━━ Given text ━━
Hello again, folks. This is the fourth installment of monthly double reviews studying the structure of great horror fiction published in our beloved Cemetery Dance.
Last time I reviewed John B. Rosenman’s “Rock of Ages” from Cemetery Dance #1 (1988) and K. S. Clay’s “Bad Luck” from Cemetery Dance #74/75 (2016). Fellow author James Pyne commented that short fiction is becoming the preferred mode of digesting fiction these days. Do you agree?
This month I’ve chosen one of my favorites from issue #1, and I was going to read a story I’ve never read before from #25 (my thinking was to visit the issue that marked the one-third spot in Cemetery Dance’s history)… except 2017 unexpectedly smacked us with the same painful losses we were subjected to so many times throughout 2016.
On January 12th, we lost William Peter Blatty, author of both The Exorcist novel (1971) and its famous, Academy Award-winning original screenplay (1973). He was 89.
Here are two quick factoids concerning Blatty’s writing talents:
- The novel The Exorcist was on the New York Times Bestseller list for 57 straight weeks in ‘71 & ‘72, taking the top spot for 17 of them.
- The movie version of the story was the first horror film ever nominated for the Academy Award for “Best Picture.” Though it didn’t win that award (losing to The Godfather is nothing to be ashamed of), it did win for “Best Adapted Screenplay,” which was Blatty’s primary contribution to the film.
So instead of looking at an arbitrarily-chosen issue this month, I thought it more appropriate to take a closer look at Cemetery Dance #62, which was a special issue dedicated to Mr. Blatty. Imagine my bittersweet joy at seeing the following words right there on the cover: “The CONTROVERSIAL short story that never saw print.” Yeah. You and I both need to take a look at that.
━━━
━━ Recorded information ━━
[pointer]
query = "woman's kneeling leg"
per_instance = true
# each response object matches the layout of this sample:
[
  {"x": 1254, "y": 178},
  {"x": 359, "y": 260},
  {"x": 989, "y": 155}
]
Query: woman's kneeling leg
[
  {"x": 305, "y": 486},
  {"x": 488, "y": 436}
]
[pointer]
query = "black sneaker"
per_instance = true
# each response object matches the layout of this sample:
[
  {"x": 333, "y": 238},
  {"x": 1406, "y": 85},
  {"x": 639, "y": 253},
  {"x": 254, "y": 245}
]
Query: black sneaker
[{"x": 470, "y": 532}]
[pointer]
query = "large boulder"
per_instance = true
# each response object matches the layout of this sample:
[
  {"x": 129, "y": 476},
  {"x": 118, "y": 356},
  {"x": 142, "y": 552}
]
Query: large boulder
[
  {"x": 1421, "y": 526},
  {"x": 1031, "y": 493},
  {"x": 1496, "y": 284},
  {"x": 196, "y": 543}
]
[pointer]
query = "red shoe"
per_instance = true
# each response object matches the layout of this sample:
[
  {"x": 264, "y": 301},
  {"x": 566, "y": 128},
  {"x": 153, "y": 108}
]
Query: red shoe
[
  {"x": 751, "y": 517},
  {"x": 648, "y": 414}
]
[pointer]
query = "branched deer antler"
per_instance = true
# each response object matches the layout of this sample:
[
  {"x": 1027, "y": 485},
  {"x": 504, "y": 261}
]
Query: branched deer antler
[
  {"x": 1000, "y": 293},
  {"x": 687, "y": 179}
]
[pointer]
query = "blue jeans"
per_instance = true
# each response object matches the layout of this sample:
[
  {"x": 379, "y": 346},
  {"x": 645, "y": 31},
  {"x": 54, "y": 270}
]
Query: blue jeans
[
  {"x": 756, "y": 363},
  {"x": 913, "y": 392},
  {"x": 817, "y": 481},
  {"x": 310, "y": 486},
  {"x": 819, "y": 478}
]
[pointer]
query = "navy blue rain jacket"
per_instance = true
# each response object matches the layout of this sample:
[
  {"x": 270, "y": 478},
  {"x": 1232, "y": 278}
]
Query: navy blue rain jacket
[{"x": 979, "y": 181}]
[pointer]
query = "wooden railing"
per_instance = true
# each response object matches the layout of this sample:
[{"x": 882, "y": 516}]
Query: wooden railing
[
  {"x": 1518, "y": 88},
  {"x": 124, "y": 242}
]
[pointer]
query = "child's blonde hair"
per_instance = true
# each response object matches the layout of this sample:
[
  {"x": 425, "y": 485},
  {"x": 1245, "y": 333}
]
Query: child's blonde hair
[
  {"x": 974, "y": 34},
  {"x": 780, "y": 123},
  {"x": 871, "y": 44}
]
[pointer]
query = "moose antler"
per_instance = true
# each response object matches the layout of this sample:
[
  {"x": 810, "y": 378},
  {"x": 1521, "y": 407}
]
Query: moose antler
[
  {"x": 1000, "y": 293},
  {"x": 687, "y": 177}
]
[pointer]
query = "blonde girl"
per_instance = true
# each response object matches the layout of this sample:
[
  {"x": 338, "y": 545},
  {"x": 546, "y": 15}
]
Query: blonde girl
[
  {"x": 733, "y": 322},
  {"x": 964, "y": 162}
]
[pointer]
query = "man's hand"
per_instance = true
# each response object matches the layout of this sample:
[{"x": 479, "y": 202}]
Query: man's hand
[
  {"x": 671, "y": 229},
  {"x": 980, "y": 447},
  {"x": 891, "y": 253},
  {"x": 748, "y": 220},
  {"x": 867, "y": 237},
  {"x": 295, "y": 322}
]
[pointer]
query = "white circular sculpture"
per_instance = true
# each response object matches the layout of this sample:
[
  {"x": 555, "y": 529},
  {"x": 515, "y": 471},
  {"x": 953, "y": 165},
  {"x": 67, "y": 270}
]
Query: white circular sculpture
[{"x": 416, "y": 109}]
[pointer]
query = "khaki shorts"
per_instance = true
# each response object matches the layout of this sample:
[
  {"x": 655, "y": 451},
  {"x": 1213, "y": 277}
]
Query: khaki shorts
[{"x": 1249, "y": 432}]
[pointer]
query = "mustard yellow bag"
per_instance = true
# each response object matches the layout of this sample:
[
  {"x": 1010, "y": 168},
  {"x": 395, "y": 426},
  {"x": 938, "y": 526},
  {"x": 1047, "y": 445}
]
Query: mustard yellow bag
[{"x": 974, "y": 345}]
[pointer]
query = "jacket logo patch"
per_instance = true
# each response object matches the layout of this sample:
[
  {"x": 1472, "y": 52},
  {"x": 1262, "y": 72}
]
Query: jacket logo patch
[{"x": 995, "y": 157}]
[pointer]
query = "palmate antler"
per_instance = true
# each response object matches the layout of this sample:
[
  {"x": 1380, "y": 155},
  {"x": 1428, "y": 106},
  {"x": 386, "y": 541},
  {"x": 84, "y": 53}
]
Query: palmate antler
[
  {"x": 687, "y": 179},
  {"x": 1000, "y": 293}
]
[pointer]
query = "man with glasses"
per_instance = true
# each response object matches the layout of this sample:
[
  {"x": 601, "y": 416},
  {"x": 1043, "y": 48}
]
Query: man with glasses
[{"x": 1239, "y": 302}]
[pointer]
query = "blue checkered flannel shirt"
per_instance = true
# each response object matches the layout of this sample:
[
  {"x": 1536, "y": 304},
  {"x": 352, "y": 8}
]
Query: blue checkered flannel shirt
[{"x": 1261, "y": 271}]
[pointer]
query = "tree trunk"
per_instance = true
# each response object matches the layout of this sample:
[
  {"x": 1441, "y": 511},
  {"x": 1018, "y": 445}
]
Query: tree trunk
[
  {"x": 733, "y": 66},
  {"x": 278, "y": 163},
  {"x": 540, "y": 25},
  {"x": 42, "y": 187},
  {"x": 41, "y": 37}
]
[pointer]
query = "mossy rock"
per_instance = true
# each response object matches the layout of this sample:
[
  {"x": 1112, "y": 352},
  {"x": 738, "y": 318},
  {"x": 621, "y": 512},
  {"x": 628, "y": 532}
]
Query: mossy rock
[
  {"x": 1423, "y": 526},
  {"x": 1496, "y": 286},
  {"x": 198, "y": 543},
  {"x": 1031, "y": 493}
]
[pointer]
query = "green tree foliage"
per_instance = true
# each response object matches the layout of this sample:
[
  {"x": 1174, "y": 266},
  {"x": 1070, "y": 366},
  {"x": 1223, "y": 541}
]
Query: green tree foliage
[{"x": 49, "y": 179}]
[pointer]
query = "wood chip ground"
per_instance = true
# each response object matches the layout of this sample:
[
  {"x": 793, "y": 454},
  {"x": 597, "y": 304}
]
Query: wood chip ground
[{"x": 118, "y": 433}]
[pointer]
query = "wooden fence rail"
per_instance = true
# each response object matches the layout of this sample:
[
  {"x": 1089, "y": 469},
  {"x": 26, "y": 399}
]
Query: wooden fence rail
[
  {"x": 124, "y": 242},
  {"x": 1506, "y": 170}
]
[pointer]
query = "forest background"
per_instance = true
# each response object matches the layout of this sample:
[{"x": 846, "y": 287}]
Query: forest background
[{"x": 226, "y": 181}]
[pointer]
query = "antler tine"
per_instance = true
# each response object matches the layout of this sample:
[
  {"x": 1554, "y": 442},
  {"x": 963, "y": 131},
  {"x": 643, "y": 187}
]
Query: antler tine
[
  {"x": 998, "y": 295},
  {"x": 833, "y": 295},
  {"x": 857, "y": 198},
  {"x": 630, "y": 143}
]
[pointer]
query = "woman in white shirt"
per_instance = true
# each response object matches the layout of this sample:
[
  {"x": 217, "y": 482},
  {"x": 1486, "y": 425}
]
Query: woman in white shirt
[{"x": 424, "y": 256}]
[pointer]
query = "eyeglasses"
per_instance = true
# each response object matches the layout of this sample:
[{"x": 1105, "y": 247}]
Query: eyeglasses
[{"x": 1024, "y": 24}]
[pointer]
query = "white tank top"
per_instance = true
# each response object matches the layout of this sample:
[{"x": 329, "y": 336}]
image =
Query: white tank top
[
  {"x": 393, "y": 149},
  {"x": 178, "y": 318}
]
━━━
Using the information:
[1] Transcribe from the Cemetery Dance review the passage beginning at the words "- The movie" and stopping after the words "to the film.".
[2] According to the Cemetery Dance review, how many straight weeks was The Exorcist novel on the New York Times Bestseller list?

Solutions:
[1]
- The movie version of the story was the first horror film ever nominated for the Academy Award for “Best Picture.” Though it didn’t win that award (losing to The Godfather is nothing to be ashamed of), it did win for “Best Adapted Screenplay,” which was Blatty’s primary contribution to the film.

[2] 57 straight weeks.